Jobs:
1. Transcribe the part of the Lancaster forum thread starting with "the GPS was" and going on through "pbfoot (Sep 10, 2006)".
2. Restate every line of the records word for word, leaving out the pictures.

Page excerpt:
--- BEGIN ---

# Lancaster fun



## Micdrow (Sep 9, 2006)

Lancaster fun and fun it was. I was lucky enough this year to climb aboard the Candian Lancaster. What a magnificant bird. Here are some pics of her both on the inside and out. One point. Pictures dont show the awsomeness of this bird or the history behind it.

Enjoy 

Micdrow


----------



## evangilder (Sep 10, 2006)

Very cool. Although I always laugh to see a Garmin GPS on the instrument panel of these old warbirds.


----------



## FLYBOYJ (Sep 10, 2006)

Yep - Don't leave home without it!


----------



## evangilder (Sep 10, 2006)

I agree, but it still looks funny next to all the vintage instruments. It certainly does beat the old navigation method. "Bring out the sextant"!


----------



## the lancaster kicks ass (Sep 10, 2006)

the GPS was only recently aquired by them in the last couple of years, they still use maps to double check their posistion, the BBMF still navigate solely by maps, compas and stopwatch, hence they carry a specialist navigator, the red arrows do the same during their display, their entire displays are done with a map and stopwatch- not easy when you're pulling moves like that it really is amazing...........


----------



## pbfoot (Sep 10, 2006)

England is a tiny country in land mass it would be pretty hard to get lost . Do the Red Arrows really have a Navigator


----------



## Gnomey (Sep 10, 2006)

--- END ---

Object location annotation data:
--- BEGIN ---

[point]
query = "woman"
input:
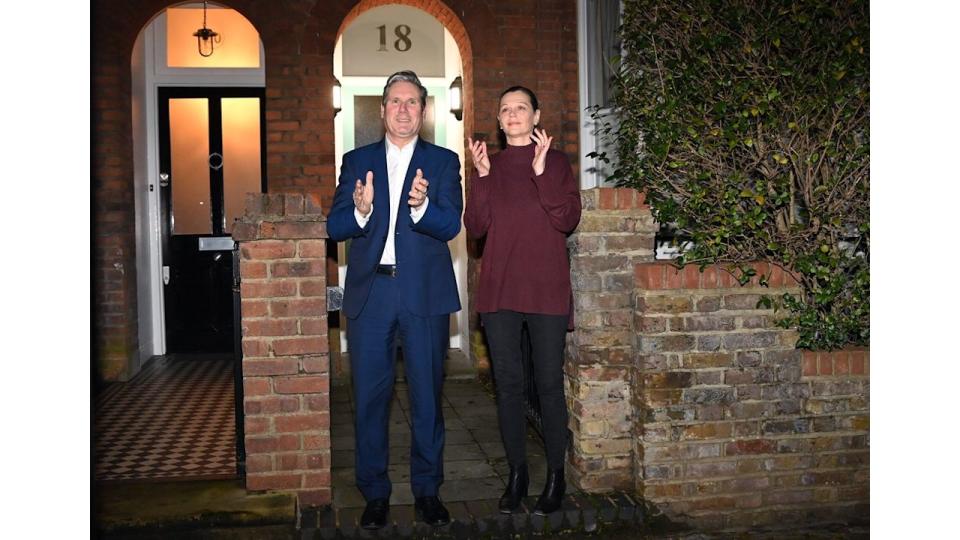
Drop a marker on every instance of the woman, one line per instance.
(525, 201)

--- END ---

Solutions below:
1.
the GPS was only recently aquired by them in the last couple of years, they still use maps to double check their posistion, the BBMF still navigate solely by maps, compas and stopwatch, hence they carry a specialist navigator, the red arrows do the same during their display, their entire displays are done with a map and stopwatch- not easy when you're pulling moves like that it really is amazing...........


----------



## pbfoot (Sep 10, 2006)

2.
[point]
query = "woman"
input:
Drop a marker on every instance of the woman, one line per instance.
(525, 201)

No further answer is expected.